INPUT DATA below:

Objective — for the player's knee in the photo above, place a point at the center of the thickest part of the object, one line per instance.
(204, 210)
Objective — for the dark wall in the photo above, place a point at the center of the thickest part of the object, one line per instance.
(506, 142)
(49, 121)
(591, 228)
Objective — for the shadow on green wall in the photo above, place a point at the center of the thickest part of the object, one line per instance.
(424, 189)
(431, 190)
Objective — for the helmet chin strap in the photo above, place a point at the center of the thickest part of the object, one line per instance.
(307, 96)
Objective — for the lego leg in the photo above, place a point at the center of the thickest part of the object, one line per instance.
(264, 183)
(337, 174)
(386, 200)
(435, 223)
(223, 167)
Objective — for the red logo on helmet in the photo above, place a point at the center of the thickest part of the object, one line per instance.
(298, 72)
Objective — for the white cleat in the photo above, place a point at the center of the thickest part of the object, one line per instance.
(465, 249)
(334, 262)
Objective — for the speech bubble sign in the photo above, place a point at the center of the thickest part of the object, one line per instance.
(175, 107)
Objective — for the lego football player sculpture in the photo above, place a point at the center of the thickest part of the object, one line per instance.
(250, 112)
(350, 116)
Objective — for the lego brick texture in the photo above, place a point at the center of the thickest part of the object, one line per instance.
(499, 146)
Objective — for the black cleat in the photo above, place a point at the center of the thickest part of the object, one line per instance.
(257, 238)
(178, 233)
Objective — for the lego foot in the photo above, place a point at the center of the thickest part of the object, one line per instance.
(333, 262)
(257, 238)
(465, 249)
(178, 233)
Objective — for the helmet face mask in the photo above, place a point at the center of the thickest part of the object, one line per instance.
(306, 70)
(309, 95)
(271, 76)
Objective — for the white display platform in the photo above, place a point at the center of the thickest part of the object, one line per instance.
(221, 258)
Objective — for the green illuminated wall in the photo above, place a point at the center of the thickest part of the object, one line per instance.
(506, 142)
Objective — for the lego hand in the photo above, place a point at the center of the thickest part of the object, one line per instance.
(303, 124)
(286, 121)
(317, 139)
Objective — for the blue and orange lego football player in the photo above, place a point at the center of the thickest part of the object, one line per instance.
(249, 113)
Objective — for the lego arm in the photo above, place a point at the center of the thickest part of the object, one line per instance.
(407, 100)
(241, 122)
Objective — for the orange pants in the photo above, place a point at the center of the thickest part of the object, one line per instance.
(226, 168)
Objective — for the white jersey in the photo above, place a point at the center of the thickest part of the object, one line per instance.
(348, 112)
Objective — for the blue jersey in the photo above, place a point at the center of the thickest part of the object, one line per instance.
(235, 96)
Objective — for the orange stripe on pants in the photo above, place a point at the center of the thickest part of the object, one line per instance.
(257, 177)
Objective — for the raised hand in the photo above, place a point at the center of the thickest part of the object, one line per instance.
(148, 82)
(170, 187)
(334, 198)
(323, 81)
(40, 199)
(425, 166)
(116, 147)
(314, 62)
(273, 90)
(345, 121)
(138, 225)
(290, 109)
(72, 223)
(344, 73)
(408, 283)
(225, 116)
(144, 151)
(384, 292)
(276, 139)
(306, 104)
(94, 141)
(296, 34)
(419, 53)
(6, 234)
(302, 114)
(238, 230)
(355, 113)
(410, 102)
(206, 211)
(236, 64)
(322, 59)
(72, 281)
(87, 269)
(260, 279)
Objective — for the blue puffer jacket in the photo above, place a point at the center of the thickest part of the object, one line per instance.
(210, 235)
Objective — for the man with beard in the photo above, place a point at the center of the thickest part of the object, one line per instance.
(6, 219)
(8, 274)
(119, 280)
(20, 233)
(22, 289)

End of INPUT DATA.

→ EXERCISE GOAL
For every entry above, give it back exactly as written.

→ FINISHED TASK
Objective — for the player's knee in the photo above, place a point at the center of the thickest part of the object, one line per instance.
(204, 210)
Objective — for the dark wall in the photo above, place a point at the center of the thickest part of the object, one line per instance.
(506, 142)
(49, 121)
(591, 228)
Objective — for the shadow on green wall in the photo above, place a point at the center of the thickest part of the object, one line per instance.
(424, 189)
(431, 190)
Objective — for the helmet chin strap in the photo above, place a point at the center of the thickest part of the object, one line per instance.
(307, 96)
Objective — for the lego leg in the photo above, place a point at the center of the thickest part of the object, one line per instance.
(264, 183)
(337, 174)
(386, 200)
(435, 223)
(223, 167)
Objective — for the red logo on helmet in the photo above, place a point at the center of the thickest part of the object, one line per instance.
(298, 72)
Objective — for the white cleat in the photo above, place a point at the center of the thickest part of the object, one line per instance.
(465, 249)
(334, 262)
Objective — for the speech bubble sign in the photo above, place a point at the center of the thickest part of the object, one line per instance.
(175, 107)
Objective — for the lego football player sculpture in the photo above, place a point at the center of the thickest part of the object, one line per instance.
(250, 112)
(350, 116)
Objective — for the lego brick texture in the photo above, place a point at the center of the thickest part of the object, one line per instance.
(499, 146)
Objective — for the black cleat in the photo above, place a point at the center of the thickest part of the object, one line per instance.
(257, 238)
(178, 233)
Objective — for the lego foot in the photo above, place a point at the center of the thickest part of the object, one line per instance.
(333, 262)
(257, 238)
(465, 249)
(178, 233)
Objective — for the helmet face mask in the photo above, place a point at the center of the thickest part of the object, one line per instance.
(306, 70)
(309, 95)
(271, 76)
Objective — for the white display platform in the photo above, place a point at the center of the thickest part of the object, one line per instance.
(221, 258)
Objective — for the green illuminated wall in the photo above, place a point at the center of the thickest part of the object, one line per instance.
(506, 142)
Objective — for the lego hand in the photo above, place a point at the center of the thickest part of the object, one line per instance.
(303, 124)
(286, 121)
(317, 139)
Objective — for the blue and orange lego football player in the photo above, place a point at the center of the thickest part of the object, one line per instance.
(249, 113)
Objective — for the lego arm in the photo above, place a point at the center of the thickest part of the object, one line per instance.
(407, 100)
(241, 122)
Objective — for the orange pants in the photo above, place a point at the center of the thickest part of the object, one line per instance.
(226, 168)
Objective — for the white jersey in the photo above, place a point at the center of the thickest part of the object, one line per instance.
(348, 112)
Objective — for the blue jersey in the photo above, place a point at the center of the thickest part of the object, one line per instance.
(235, 96)
Objective — for the orange stripe on pants in the photo above, place a point at the center of the thickest part of the object, one line per instance.
(257, 177)
Objective — for the raised hand in the photo above, place a point at the center of the thickest part of the object, one line per instance.
(148, 82)
(170, 187)
(334, 198)
(323, 81)
(40, 199)
(425, 166)
(116, 147)
(314, 62)
(273, 90)
(345, 121)
(138, 225)
(290, 109)
(72, 223)
(344, 73)
(408, 283)
(225, 116)
(144, 151)
(384, 292)
(276, 139)
(306, 104)
(94, 141)
(296, 34)
(419, 53)
(6, 234)
(302, 114)
(238, 230)
(355, 113)
(410, 102)
(206, 211)
(236, 64)
(322, 59)
(72, 281)
(87, 269)
(260, 279)
Objective — for the blue puffer jacket in the photo above, place a point at the center of the thickest part of the object, one line per instance.
(210, 235)
Objective — for the man with beard in the photo above, place a point at the center of the thickest part of the object, one line per instance.
(6, 219)
(8, 274)
(119, 280)
(20, 233)
(22, 289)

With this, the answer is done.